- _Excerpted data_:

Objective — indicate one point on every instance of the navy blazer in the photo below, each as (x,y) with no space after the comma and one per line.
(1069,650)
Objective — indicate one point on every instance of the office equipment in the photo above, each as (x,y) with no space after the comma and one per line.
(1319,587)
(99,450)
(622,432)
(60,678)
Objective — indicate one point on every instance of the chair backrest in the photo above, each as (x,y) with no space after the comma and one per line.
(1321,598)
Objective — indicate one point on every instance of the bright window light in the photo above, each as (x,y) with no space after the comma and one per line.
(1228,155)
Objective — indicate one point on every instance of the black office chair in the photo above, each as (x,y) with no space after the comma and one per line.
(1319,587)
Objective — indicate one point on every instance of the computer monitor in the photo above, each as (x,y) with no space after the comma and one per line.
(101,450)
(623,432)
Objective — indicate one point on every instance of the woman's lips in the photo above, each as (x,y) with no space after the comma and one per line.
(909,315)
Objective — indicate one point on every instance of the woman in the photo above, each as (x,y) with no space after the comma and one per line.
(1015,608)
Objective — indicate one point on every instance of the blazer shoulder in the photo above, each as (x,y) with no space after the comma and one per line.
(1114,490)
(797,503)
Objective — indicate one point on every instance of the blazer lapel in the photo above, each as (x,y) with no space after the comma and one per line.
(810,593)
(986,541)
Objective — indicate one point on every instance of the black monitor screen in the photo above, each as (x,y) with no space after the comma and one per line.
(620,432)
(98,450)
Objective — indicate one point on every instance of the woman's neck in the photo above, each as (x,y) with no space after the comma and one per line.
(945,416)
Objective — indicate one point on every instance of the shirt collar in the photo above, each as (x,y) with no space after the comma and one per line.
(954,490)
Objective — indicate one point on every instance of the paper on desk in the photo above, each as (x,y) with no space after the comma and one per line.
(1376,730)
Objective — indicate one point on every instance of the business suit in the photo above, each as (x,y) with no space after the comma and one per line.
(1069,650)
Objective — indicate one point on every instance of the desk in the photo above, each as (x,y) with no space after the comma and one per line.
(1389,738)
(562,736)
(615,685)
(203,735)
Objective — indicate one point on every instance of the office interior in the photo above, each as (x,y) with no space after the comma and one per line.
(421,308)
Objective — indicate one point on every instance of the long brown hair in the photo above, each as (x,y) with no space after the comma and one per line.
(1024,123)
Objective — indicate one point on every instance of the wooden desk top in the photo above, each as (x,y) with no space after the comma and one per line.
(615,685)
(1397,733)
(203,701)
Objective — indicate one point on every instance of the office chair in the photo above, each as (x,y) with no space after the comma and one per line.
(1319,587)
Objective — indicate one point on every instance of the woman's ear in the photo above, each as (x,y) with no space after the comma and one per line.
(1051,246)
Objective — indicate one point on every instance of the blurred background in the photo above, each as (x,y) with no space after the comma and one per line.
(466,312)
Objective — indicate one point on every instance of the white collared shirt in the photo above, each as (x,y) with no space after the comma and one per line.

- _Work required_:
Above are the records; copy exactly the lines from the one with "Objective — indicate one point on every instance of the wooden" through the final line.

- _Solution for this exercise_:
Objective — indicate one point on every instance of the wooden desk top in the photo above, each as (x,y) with no space after the comma and one per line.
(615,685)
(1397,733)
(203,701)
Objective — indicate one point on every instance of the office chair in the photo above, each as (x,y) with no space after the comma and one per line.
(1319,587)
Objective — indicate one point on every instance of the woman's ear in the photo above, each as (x,y) with no space after the comma and one per line.
(1051,246)
Objective — indicate one point on every instance of the blurred background in the photo above, each as (x,y) with no space after the comma and one per line.
(466,312)
Objective — indicate one point on every instance of the white collared shirt in the photo above, each as (x,y) with no space after the comma and one per line.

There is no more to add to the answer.